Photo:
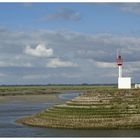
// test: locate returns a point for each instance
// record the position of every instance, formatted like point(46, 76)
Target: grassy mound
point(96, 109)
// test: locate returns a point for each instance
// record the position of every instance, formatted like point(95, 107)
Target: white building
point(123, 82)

** Short problem **
Reproduce every row above without the pictures, keeping the requests, and multiply each point coordinate in the answers by 1.35, rounding to whole numbers with halves going up. Leave the numbers inside the requests as they are.

** Expected answer **
Photo:
// test: locate returns a point for each instance
// record the position of every instance, formatted like point(46, 76)
Target: grassy mound
point(130, 147)
// test: locate returns a point for each instance
// record the position of every instance, formatted like point(95, 107)
Target: white building
point(166, 111)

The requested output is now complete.